• _WHAT YOU WILL DO_
For each statement, say yes or no to whether the raftkv passage below agrees with it, and quote the deciding words: (a) the node set can be changed while the cluster runs; (b) an unconfirmed write that the client retries can apply twice; (c) the checker and the nemesis fit on the Go standard library.

Trade-offs we accept
- In-process transport. Real-network numbers will differ. A gRPC or TCP transport slots in behind the existing
Transportinterface. - Static membership. No joint consensus. The node set is fixed at startup.
- No client sessions. An unconfirmed write that the client retries can apply twice. The checker models this honestly (an unconfirmed write may or may not have taken effect), which keeps it sound but means the system is at-least-once, not exactly-once.
- JSON for state and snapshots. Slower than a binary format. Far easier to inspect when something is wrong, which is the right trade for a teaching artefact.
12Conclusion
raftkv demonstrates that the right way to convince yourself a Raft implementation is correct is to write the apparatus that judges it first and the implementation second. The Wing and Gong checker and the Jepsen-style nemesis are 1,000-odd lines of Go between them, fit on the Go standard library, and produce a one-line verdict that the consensus code either earns or does not. The Raft core, leader election with pre-vote, log replication with fast conflict backtracking, crash-safe persistence, snapshots and a read-index path with a clock-independent fallback, is the second half of the story, written to satisfy the first.
The rule the project holds itself to is that no consistency claim ships without a recorded history a checker has accepted. TestLinearizableUnderChaos is that contract. If the cluster ever lies, the verdict turns red, and the History is the regression test.
ATest Inventory
The repo ships 27 tests across the packages. The flagship and most-cited are listed below.

• _EXTRACTED ENTRIES_

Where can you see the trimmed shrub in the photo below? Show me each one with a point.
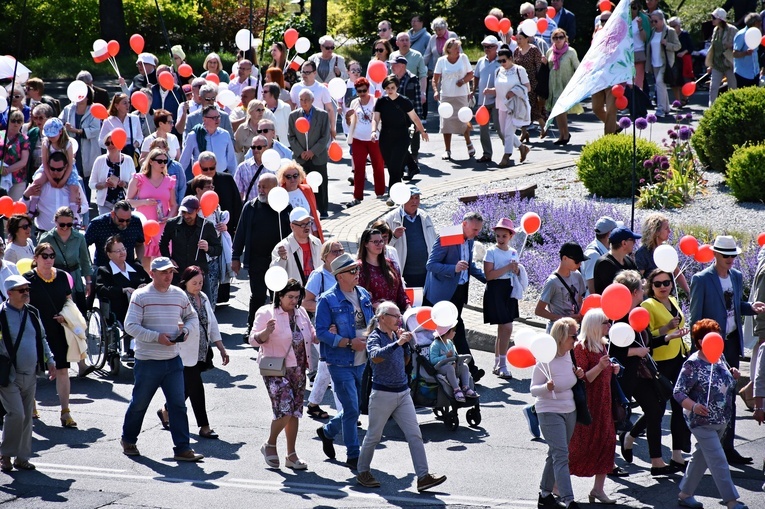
(746, 173)
(605, 166)
(733, 120)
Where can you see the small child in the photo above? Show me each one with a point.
(506, 282)
(443, 348)
(57, 140)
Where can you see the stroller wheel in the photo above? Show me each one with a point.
(473, 417)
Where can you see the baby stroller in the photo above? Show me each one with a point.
(434, 392)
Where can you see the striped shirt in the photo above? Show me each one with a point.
(151, 313)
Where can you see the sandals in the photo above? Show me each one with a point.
(272, 460)
(316, 412)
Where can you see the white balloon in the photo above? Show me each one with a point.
(524, 338)
(276, 278)
(444, 314)
(314, 180)
(271, 159)
(278, 198)
(544, 348)
(337, 88)
(244, 39)
(621, 334)
(665, 258)
(302, 45)
(753, 38)
(465, 114)
(445, 110)
(529, 27)
(77, 91)
(400, 193)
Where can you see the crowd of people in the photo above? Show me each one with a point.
(163, 262)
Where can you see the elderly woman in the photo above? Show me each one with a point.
(563, 62)
(557, 413)
(72, 254)
(329, 64)
(706, 390)
(82, 126)
(196, 350)
(110, 176)
(656, 232)
(660, 52)
(213, 65)
(119, 118)
(285, 330)
(292, 178)
(19, 233)
(667, 316)
(451, 84)
(377, 274)
(151, 192)
(591, 451)
(163, 120)
(48, 292)
(389, 351)
(14, 156)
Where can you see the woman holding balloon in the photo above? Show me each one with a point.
(553, 377)
(706, 389)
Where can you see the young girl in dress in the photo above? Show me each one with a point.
(457, 372)
(506, 280)
(57, 140)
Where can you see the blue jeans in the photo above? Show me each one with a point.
(346, 382)
(150, 376)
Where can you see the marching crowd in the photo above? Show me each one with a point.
(190, 191)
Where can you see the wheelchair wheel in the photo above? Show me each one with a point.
(96, 339)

• _RESULT OF THIS TASK_
(a) No: "The node set is fixed at startup."
(b) Yes: "An unconfirmed write that the client retries can apply twice."
(c) Yes: "fit on the Go standard library"